**What you should do:**
Copy the lines starting at the one containing "of the church" and ending at the one containing "[(230, 28)]", requests included, and offset every point coordinate in the answers by -128.

(Data listing)
■ ■ ■ ■ ■ ■ ■

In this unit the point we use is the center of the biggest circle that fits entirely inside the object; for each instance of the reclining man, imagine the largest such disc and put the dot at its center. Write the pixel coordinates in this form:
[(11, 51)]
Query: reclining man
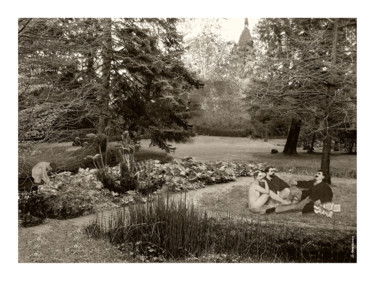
[(276, 185), (315, 191), (259, 193)]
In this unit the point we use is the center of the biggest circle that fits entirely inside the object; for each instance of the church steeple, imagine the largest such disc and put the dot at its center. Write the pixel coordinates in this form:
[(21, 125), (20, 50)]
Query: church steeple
[(245, 38)]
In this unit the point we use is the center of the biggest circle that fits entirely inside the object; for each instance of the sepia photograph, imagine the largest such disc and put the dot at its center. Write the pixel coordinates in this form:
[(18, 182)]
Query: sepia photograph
[(187, 139)]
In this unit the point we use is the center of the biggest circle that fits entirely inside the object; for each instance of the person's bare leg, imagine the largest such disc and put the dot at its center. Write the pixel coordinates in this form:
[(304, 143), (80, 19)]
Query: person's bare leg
[(293, 207), (295, 193), (276, 197), (259, 202)]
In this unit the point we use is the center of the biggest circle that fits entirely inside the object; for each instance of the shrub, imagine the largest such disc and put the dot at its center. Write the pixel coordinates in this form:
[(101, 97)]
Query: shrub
[(62, 206)]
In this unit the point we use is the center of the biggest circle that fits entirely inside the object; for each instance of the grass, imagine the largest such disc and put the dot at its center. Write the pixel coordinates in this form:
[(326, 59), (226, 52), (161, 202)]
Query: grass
[(233, 199), (67, 243), (244, 150), (64, 243), (171, 231)]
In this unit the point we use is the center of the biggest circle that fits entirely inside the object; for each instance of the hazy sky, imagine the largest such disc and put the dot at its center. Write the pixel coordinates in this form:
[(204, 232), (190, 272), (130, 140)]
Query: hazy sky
[(230, 28)]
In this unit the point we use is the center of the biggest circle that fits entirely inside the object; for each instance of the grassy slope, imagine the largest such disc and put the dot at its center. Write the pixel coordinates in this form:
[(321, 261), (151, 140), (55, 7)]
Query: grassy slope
[(206, 148)]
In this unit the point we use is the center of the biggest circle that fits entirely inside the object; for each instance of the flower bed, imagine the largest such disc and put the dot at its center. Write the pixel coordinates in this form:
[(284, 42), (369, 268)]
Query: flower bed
[(69, 195)]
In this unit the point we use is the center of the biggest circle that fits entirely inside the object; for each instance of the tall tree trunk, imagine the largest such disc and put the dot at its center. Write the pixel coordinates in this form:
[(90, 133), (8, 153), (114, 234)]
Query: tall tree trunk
[(265, 135), (106, 70), (326, 155), (293, 135), (311, 149)]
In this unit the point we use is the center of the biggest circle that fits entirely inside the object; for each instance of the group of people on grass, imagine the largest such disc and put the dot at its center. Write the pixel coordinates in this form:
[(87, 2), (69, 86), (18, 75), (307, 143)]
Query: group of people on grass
[(268, 193)]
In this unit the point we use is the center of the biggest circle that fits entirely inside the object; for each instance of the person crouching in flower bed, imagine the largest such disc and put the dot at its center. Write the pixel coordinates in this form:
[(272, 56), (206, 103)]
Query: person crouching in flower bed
[(259, 195)]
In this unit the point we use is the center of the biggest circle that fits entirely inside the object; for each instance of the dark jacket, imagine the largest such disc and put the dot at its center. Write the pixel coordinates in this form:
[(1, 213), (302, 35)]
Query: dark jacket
[(276, 184), (321, 191)]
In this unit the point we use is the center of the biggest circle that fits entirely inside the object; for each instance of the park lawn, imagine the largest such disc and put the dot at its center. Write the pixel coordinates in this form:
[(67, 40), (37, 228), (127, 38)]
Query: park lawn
[(244, 150), (65, 243), (234, 201), (203, 148)]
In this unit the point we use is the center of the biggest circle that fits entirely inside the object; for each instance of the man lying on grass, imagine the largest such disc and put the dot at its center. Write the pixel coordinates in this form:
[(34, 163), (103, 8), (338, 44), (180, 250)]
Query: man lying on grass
[(314, 192), (279, 187), (259, 195)]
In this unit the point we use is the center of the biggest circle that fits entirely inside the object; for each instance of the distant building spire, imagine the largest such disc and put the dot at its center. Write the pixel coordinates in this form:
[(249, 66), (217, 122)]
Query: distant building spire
[(245, 38)]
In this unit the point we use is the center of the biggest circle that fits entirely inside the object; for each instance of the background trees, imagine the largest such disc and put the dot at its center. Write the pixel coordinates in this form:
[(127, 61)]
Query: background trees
[(125, 70), (308, 73)]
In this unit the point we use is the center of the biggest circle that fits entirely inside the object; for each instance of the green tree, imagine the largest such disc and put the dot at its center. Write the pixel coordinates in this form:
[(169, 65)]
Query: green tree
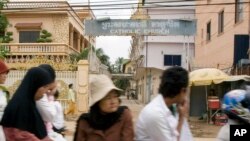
[(3, 25), (122, 83), (118, 64), (3, 21)]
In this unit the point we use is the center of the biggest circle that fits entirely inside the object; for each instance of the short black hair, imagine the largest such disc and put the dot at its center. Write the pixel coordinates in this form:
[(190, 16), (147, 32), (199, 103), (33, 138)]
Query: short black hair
[(172, 81), (70, 85)]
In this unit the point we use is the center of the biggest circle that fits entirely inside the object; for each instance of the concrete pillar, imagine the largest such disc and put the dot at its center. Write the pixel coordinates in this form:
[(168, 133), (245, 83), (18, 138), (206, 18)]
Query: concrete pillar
[(71, 37), (83, 44), (83, 86), (78, 42)]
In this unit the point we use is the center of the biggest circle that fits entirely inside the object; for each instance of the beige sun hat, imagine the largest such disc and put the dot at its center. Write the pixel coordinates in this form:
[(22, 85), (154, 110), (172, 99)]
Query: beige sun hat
[(100, 86)]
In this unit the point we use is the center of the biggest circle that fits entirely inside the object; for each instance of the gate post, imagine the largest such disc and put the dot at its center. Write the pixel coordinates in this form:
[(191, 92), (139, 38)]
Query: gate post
[(82, 86)]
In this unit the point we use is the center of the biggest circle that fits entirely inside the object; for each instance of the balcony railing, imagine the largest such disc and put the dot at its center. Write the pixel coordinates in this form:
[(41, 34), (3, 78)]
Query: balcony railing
[(39, 48)]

■ ■ ■ ■ ■ ■ ■

**The response:**
In this unit the point we use is the center of the biggest circle that fits entirely inside the object; for each instance of the church steeple, imagine the largest such disc and put the dot at its center. Write the pixel coordinates in this form:
[(21, 125), (20, 50)]
Query: church steeple
[(117, -90)]
In this unit the point we use is the center of the biggest circle that fits entirely inside the object; for each instance of the sepia photograph, imagine the largest such disc and put the dot at its center. Write the pixel coordinates in this form:
[(18, 182)]
Query: sepia photograph
[(59, 11)]
In this unit the point we use is the center of the biggest circle that fits entirely inside the object; for each instance of the person's bare leg, imagine the largest such disc and put the dot at its center. Write the pixel coordinates in this form:
[(304, 143), (80, 19)]
Query: person's bare leg
[(165, 79), (167, 65), (148, 69), (131, 74)]
In this unit the point we use is the center of the biggest circle that fits entirely inside the object; for each instance of the shrub, imagine the largest such disc and put the dot at its center. Write the pixel coordinates in this form:
[(101, 97)]
Query: shrub
[(-66, 78)]
In this unit the point we use is the center of the biggest circle that fits entirely inside the object; for each instance of the grass, imagine the largest such disc and put the dot at its center. Write the pixel coordinates in this form:
[(326, 59), (226, 52), (161, 202)]
Query: grass
[(105, 71), (-61, 115), (116, 22), (-64, 115), (43, 103)]
In this unit the point we use is the center of the biggest circle that fits entirely inside the object; for each instance of the hazy sky, imagine the largest such disc and put the dot at its center. Write the pixel coordinates in this form:
[(204, 232), (190, 272), (130, 140)]
Query: hazy sky
[(102, -100)]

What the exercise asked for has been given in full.